● Required work: Give back the full listing that follows exactly as it reads.
+---+
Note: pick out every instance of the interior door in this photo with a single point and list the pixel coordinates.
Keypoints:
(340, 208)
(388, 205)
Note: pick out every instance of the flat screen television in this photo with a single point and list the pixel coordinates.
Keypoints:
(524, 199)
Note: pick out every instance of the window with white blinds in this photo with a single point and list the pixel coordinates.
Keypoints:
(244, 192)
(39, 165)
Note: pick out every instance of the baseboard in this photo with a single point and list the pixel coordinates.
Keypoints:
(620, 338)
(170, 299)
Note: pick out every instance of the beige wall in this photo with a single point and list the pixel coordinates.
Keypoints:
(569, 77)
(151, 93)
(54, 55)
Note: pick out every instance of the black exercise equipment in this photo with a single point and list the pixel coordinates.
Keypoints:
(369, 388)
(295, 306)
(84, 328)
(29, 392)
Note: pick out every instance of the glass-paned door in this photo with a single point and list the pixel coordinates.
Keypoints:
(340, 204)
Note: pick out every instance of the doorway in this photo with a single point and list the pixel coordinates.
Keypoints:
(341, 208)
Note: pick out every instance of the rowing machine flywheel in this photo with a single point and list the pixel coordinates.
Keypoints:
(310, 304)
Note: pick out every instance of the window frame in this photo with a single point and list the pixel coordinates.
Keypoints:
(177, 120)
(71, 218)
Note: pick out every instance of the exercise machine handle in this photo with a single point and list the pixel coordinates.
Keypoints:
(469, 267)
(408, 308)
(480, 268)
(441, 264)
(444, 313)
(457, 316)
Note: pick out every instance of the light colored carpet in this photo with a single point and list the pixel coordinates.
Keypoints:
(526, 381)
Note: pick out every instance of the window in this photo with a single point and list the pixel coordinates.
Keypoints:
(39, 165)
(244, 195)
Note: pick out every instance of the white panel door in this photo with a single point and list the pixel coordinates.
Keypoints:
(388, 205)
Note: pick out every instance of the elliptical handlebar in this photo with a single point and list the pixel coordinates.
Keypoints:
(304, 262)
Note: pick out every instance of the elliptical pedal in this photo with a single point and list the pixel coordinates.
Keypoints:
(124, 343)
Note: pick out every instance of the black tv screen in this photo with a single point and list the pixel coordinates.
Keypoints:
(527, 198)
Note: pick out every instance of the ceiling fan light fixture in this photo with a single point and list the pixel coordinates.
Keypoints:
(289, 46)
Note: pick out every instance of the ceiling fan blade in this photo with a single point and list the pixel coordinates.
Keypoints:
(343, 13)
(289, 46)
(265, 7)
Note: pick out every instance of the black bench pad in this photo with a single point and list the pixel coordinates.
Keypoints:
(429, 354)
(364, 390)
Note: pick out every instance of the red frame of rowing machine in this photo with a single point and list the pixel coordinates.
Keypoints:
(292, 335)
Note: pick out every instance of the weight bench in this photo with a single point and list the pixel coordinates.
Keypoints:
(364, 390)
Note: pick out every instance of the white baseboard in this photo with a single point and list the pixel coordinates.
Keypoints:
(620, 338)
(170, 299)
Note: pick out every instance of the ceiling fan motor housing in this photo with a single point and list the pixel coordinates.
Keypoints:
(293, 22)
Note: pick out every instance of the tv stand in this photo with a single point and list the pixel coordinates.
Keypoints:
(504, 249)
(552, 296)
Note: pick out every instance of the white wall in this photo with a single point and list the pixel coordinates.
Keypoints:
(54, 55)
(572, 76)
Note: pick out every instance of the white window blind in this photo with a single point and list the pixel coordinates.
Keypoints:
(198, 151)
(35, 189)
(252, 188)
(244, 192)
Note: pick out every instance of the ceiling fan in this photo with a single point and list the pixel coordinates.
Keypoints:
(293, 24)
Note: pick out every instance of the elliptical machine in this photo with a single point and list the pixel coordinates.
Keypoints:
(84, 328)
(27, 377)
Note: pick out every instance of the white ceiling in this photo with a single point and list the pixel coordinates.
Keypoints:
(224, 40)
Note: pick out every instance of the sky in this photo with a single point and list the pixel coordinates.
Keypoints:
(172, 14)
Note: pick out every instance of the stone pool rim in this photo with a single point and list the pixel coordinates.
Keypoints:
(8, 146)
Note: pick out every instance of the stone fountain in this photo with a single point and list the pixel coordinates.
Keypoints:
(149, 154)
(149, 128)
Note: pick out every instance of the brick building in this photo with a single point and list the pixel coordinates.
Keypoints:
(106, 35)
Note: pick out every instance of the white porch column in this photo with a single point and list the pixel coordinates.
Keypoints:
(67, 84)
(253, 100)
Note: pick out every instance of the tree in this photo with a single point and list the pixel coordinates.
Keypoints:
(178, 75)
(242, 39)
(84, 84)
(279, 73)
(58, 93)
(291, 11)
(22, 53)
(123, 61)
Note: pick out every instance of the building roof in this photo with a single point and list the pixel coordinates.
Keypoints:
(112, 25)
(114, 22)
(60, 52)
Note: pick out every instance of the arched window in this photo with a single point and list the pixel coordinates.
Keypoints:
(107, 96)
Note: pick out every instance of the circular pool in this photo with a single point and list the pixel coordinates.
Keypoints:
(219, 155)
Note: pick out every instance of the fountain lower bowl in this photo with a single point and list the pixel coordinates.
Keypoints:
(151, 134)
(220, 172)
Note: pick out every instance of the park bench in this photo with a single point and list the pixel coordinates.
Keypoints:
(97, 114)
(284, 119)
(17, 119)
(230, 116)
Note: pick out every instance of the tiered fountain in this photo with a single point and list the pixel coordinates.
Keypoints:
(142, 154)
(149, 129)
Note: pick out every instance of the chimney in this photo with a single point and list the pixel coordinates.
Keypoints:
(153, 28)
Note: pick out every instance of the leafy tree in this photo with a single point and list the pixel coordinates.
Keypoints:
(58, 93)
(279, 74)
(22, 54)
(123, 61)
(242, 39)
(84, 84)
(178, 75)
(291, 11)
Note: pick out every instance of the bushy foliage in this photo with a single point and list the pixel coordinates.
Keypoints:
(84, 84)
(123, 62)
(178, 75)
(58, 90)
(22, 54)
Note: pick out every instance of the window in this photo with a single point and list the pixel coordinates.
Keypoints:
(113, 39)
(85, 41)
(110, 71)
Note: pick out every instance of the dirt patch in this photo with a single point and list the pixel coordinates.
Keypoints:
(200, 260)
+---+
● Answer box:
Note: pick out every instance of the interior door in this photo with a single point and list the pixel coordinates.
Keypoints:
(340, 208)
(388, 205)
Note: pick out every instance of the flat screen television in this photo with a single point and list the pixel coordinates.
Keypoints:
(524, 199)
Note: pick out every instance of the window with white blinds in this photo with a single point and list the pixel coordinates.
Keypoints:
(244, 192)
(39, 165)
Note: pick out every instance of the baseboard in this photo with a single point and list the pixel coordinates.
Keypoints:
(620, 338)
(170, 299)
Note: pick out every instance of the beige wall in this photo with a single point and list the pixel coordinates.
Keypoints:
(569, 77)
(151, 93)
(54, 55)
Note: pick out every instance of the black exercise equipment in this photo with a single point and list the pixel coordinates.
Keypoints:
(369, 388)
(295, 306)
(84, 328)
(29, 392)
Note: pick out every instance of the glass-paned door in this photo with a single point and list the pixel coordinates.
Keypoints:
(340, 204)
Note: pick out every instance of the doorway in this photo with a single point and list the pixel coordinates.
Keypoints:
(341, 208)
Note: pick out every instance of the rowing machine flywheel in this photo with a single point and list the pixel coordinates.
Keypoints:
(310, 304)
Note: pick out every instance of the window frame in this photo with a single point and list the pixel coordinates.
Keypoints:
(177, 120)
(71, 218)
Note: pick out every instance of the exercise machine handle in this photo with a single point and list the pixel coordinates.
Keypoints:
(469, 267)
(408, 308)
(480, 268)
(441, 264)
(444, 313)
(457, 316)
Note: pick out every instance of the light colored carpet in this photo with a single point and list the pixel coordinates.
Keypoints:
(526, 381)
Note: pick out every instance of the window in this photo with a single point and list the pixel coordinates.
Keypoints:
(39, 165)
(244, 195)
Note: pick out every instance of the white panel door in this photo with a single point and list the pixel coordinates.
Keypoints:
(388, 205)
Note: pick out every instance of the elliptical handlebar in this photo with a single point and list the pixel coordinates.
Keypoints:
(304, 262)
Note: pick out every instance of the elliptical pedal in this photo with a single point and list the pixel coordinates.
Keypoints:
(124, 343)
Note: pick out every instance of the black tv screen in this photo with a single point and list the pixel coordinates.
Keypoints:
(527, 198)
Note: pick out every instance of the ceiling fan light fixture in this photo with a single point and list the pixel coordinates.
Keypoints:
(289, 46)
Note: pick out every instance of the ceiling fan blade in this photo with a single point and list the pixel coordinates.
Keypoints:
(343, 13)
(289, 46)
(265, 7)
Note: pick out every instance of the black bench pad in this photo with a single point and list the pixel coordinates.
Keypoints:
(429, 354)
(364, 390)
Note: pick out every instance of the red frame of rowing machine in this photo with a single point and list the pixel coordinates.
Keypoints:
(292, 335)
Note: pick out every instance of the weight bench in this photo with a single point and list the pixel coordinates.
Keypoints:
(364, 390)
Note: pick out every instance of the white baseboard in this photo with a single point and list the pixel coordinates.
Keypoints:
(620, 338)
(170, 299)
Note: pick out every instance of the ceiling fan motor housing in this photo with a single point and list the pixel coordinates.
Keypoints:
(293, 22)
Note: pick out every instance of the tv stand in this photo with a single point and list the pixel coordinates.
Keypoints:
(504, 249)
(552, 296)
Note: pick out every instance of the white wall in this photo with a single point and list the pixel coordinates.
Keypoints:
(54, 55)
(572, 76)
Note: pick out every instance of the white window blind in this photo with a single point and list the pixel coordinates.
Keypoints:
(198, 151)
(35, 189)
(252, 188)
(244, 192)
Note: pick out every instance of the ceiling fan in this photo with a single point and list the pixel coordinates.
Keypoints:
(293, 24)
Note: pick out every instance of the elliptical machine in this photo with a single point and list the pixel coordinates.
Keypoints:
(84, 328)
(27, 377)
Note: pick out every instance of the white ceiling in this photo with a single point and list the pixel coordinates.
Keypoints:
(224, 40)
Note: pick out every instance of the sky in this photo with a single point and list the pixel coordinates.
Keypoints:
(172, 14)
Note: pick out every instance of the stone pool rim in this photo with a single point and list the pixel coordinates.
Keypoints:
(8, 146)
Note: pick out every instance of the stone fountain in this photo with a single point and list the pixel coordinates.
Keypoints:
(149, 154)
(149, 128)
Note: pick out every instance of the brick building in this photo with a single point and list the pixel coordinates.
Keypoints:
(106, 35)
Note: pick out every instance of the white porch column in this photo with a single point and list the pixel coordinates.
Keypoints:
(67, 84)
(253, 100)
Note: pick out every instance of the tree in this photo with a single point and list the pixel coordinates.
Keypoints:
(178, 75)
(242, 39)
(84, 84)
(279, 73)
(58, 93)
(291, 11)
(22, 53)
(123, 61)
Note: pick out every instance of the building roof in this photo with a single point and list the pixel coordinates.
Keypoints:
(112, 25)
(114, 22)
(60, 52)
Note: pick out every instance of the arched window in this photo with a single point and list the pixel coordinates.
Keypoints:
(107, 96)
Note: pick out every instance of the circular pool in this photo with a single point and list the pixel coordinates.
Keypoints:
(219, 155)
Note: pick out every instance of the fountain lower bowl in this photo with a single point and list the pixel coordinates.
Keypoints:
(151, 134)
(220, 172)
Note: pick out every instance of the park bench in this photo with a single point and list the pixel coordinates.
Keypoints:
(97, 114)
(284, 119)
(17, 119)
(230, 116)
Note: pick out every instance of the tiered fountain in this photo with a single point and list the pixel coordinates.
Keypoints:
(142, 154)
(149, 129)
Note: pick out every instance of the chimney in this photo with a single point and list the pixel coordinates.
Keypoints:
(153, 28)
Note: pick out every instance of the leafy tree in this photo with a single point and list the pixel coordinates.
Keypoints:
(58, 93)
(279, 74)
(22, 54)
(123, 61)
(242, 39)
(84, 84)
(178, 75)
(291, 11)
Note: pick out every instance of the bushy foliage in this photo with a single point and list the pixel coordinates.
Keypoints:
(84, 84)
(123, 62)
(178, 75)
(58, 90)
(22, 54)
Note: pick out every instance of the window in this photo with a single point and list the pixel coordinates.
Keypoints:
(113, 39)
(85, 41)
(110, 71)
Note: pick out every instance of the dirt patch in this photo with a single point and list the pixel coordinates.
Keypoints:
(200, 260)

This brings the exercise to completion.